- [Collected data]

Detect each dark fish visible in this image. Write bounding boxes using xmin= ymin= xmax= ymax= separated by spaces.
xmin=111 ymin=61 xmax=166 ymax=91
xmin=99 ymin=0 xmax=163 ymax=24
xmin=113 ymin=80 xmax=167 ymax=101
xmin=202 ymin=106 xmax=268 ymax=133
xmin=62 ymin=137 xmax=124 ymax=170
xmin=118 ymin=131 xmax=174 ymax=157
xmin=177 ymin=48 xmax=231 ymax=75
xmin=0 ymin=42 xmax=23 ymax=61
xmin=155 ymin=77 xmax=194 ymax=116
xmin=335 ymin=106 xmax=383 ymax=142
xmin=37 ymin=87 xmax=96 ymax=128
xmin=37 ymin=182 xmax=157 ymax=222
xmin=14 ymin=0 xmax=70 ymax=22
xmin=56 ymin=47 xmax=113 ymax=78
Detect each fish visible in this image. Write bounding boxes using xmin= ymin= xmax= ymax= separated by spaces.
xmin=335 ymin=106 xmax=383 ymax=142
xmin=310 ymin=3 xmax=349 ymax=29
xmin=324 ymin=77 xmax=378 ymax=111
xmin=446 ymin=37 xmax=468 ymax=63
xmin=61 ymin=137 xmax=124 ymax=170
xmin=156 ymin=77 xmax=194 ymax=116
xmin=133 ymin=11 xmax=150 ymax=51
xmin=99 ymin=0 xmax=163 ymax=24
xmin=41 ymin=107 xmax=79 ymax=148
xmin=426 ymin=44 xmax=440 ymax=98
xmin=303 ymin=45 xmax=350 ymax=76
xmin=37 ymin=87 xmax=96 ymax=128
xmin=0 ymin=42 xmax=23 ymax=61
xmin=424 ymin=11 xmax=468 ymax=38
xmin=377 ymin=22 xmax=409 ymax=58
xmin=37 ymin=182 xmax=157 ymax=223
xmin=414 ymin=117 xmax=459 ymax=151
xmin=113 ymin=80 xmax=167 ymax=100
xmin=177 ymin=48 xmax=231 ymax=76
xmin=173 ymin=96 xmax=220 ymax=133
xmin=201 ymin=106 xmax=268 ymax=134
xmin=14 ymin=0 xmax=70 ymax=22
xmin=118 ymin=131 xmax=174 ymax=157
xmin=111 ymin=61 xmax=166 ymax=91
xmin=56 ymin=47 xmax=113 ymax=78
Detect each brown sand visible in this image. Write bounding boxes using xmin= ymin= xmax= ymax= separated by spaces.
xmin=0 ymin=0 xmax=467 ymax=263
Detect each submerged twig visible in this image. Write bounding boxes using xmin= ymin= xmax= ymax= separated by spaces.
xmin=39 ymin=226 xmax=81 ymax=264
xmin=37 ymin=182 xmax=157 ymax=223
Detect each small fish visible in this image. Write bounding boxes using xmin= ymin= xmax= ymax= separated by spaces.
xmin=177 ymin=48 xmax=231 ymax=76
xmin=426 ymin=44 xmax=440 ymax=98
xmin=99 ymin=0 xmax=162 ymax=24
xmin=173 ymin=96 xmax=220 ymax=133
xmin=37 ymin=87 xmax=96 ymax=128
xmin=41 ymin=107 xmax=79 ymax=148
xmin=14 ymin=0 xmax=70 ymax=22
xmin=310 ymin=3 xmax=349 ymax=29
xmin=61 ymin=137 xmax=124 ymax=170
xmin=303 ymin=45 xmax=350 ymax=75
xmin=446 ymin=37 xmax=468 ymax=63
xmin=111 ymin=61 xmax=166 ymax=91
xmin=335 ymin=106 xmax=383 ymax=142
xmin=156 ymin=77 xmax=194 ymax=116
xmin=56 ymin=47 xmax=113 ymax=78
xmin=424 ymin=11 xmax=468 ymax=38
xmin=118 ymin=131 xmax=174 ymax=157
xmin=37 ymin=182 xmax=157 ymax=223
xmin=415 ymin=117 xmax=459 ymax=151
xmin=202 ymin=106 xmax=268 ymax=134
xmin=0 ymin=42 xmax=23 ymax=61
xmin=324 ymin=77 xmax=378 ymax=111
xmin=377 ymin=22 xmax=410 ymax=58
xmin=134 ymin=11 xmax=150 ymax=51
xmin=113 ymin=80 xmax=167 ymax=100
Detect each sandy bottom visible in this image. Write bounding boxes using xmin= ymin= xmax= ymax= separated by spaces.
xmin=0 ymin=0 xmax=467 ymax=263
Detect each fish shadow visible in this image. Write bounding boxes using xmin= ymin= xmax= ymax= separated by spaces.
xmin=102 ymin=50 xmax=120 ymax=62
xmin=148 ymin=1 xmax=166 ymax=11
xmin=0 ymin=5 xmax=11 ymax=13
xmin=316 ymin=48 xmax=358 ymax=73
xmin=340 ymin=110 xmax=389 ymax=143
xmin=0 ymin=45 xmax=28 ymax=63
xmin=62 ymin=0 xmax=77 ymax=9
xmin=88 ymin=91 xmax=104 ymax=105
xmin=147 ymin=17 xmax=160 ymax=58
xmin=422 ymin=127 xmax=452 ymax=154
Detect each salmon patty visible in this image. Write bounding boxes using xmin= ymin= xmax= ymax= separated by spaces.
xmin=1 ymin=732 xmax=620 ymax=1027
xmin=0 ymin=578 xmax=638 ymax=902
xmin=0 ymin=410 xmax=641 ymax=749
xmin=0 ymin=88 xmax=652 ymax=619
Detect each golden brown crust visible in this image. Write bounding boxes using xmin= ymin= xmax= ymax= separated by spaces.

- [Task details] Each entry needs to be given again exactly as it stands.

- [Response to this task]
Detect each dark fish visible in this image. Write bounding boxes using xmin= ymin= xmax= ymax= separated by spaces.
xmin=111 ymin=61 xmax=166 ymax=91
xmin=99 ymin=0 xmax=163 ymax=24
xmin=113 ymin=80 xmax=167 ymax=101
xmin=202 ymin=106 xmax=268 ymax=133
xmin=62 ymin=137 xmax=124 ymax=170
xmin=118 ymin=131 xmax=174 ymax=157
xmin=177 ymin=48 xmax=231 ymax=75
xmin=0 ymin=42 xmax=23 ymax=61
xmin=155 ymin=77 xmax=194 ymax=116
xmin=335 ymin=106 xmax=383 ymax=142
xmin=37 ymin=87 xmax=96 ymax=128
xmin=37 ymin=182 xmax=157 ymax=222
xmin=14 ymin=0 xmax=70 ymax=22
xmin=56 ymin=47 xmax=113 ymax=78
Detect each fish visible in this image. Write bounding boxes using xmin= ymin= xmax= ymax= separated by spaces.
xmin=335 ymin=106 xmax=383 ymax=142
xmin=310 ymin=3 xmax=349 ymax=29
xmin=324 ymin=77 xmax=378 ymax=111
xmin=446 ymin=37 xmax=468 ymax=63
xmin=61 ymin=137 xmax=124 ymax=170
xmin=156 ymin=77 xmax=194 ymax=116
xmin=133 ymin=11 xmax=150 ymax=51
xmin=99 ymin=0 xmax=163 ymax=24
xmin=41 ymin=107 xmax=79 ymax=148
xmin=426 ymin=44 xmax=440 ymax=98
xmin=303 ymin=45 xmax=350 ymax=76
xmin=37 ymin=87 xmax=96 ymax=128
xmin=0 ymin=42 xmax=23 ymax=61
xmin=424 ymin=11 xmax=468 ymax=38
xmin=377 ymin=22 xmax=409 ymax=58
xmin=37 ymin=182 xmax=157 ymax=223
xmin=414 ymin=117 xmax=459 ymax=151
xmin=113 ymin=80 xmax=167 ymax=100
xmin=177 ymin=48 xmax=231 ymax=76
xmin=173 ymin=96 xmax=220 ymax=133
xmin=201 ymin=106 xmax=268 ymax=134
xmin=14 ymin=0 xmax=70 ymax=22
xmin=118 ymin=131 xmax=174 ymax=157
xmin=111 ymin=61 xmax=166 ymax=91
xmin=56 ymin=47 xmax=113 ymax=78
Detect each brown sand visible in this image. Write bounding boxes using xmin= ymin= xmax= ymax= separated by spaces.
xmin=0 ymin=0 xmax=467 ymax=263
Detect each submerged twig visible in this image. Write bounding boxes using xmin= ymin= xmax= ymax= separated by spaces.
xmin=39 ymin=226 xmax=81 ymax=264
xmin=37 ymin=182 xmax=157 ymax=223
Detect each small fish visible in this image. Write bounding boxes using xmin= ymin= xmax= ymax= separated by spaces.
xmin=177 ymin=48 xmax=231 ymax=76
xmin=426 ymin=44 xmax=440 ymax=98
xmin=99 ymin=0 xmax=162 ymax=24
xmin=173 ymin=96 xmax=220 ymax=133
xmin=37 ymin=87 xmax=96 ymax=128
xmin=41 ymin=107 xmax=79 ymax=148
xmin=14 ymin=0 xmax=70 ymax=22
xmin=310 ymin=3 xmax=349 ymax=29
xmin=61 ymin=137 xmax=124 ymax=170
xmin=303 ymin=45 xmax=350 ymax=75
xmin=446 ymin=37 xmax=468 ymax=63
xmin=111 ymin=61 xmax=166 ymax=91
xmin=335 ymin=106 xmax=383 ymax=142
xmin=156 ymin=77 xmax=194 ymax=116
xmin=56 ymin=47 xmax=113 ymax=78
xmin=424 ymin=11 xmax=468 ymax=38
xmin=118 ymin=131 xmax=174 ymax=157
xmin=37 ymin=182 xmax=157 ymax=223
xmin=415 ymin=117 xmax=459 ymax=151
xmin=202 ymin=106 xmax=268 ymax=134
xmin=0 ymin=42 xmax=23 ymax=61
xmin=324 ymin=77 xmax=378 ymax=111
xmin=377 ymin=22 xmax=410 ymax=58
xmin=134 ymin=11 xmax=150 ymax=51
xmin=113 ymin=80 xmax=167 ymax=100
Detect each sandy bottom visible in this image. Write bounding boxes using xmin= ymin= xmax= ymax= separated by spaces.
xmin=0 ymin=0 xmax=467 ymax=263
Detect each fish shadow visible in this image. Write bounding boxes using xmin= ymin= xmax= ymax= separated by spaces.
xmin=102 ymin=50 xmax=120 ymax=62
xmin=148 ymin=1 xmax=166 ymax=11
xmin=0 ymin=5 xmax=11 ymax=13
xmin=316 ymin=48 xmax=358 ymax=73
xmin=340 ymin=110 xmax=389 ymax=143
xmin=0 ymin=45 xmax=28 ymax=63
xmin=62 ymin=0 xmax=77 ymax=9
xmin=88 ymin=91 xmax=104 ymax=105
xmin=147 ymin=17 xmax=160 ymax=58
xmin=422 ymin=127 xmax=452 ymax=154
Detect each salmon patty visible in this image. Write bounding boxes using xmin= ymin= xmax= ymax= separated by spaces.
xmin=1 ymin=732 xmax=620 ymax=1027
xmin=0 ymin=578 xmax=638 ymax=902
xmin=0 ymin=410 xmax=641 ymax=749
xmin=0 ymin=88 xmax=652 ymax=619
Detect each golden brown crust visible in this image. Write bounding boxes using xmin= ymin= xmax= ymax= separated by spaces.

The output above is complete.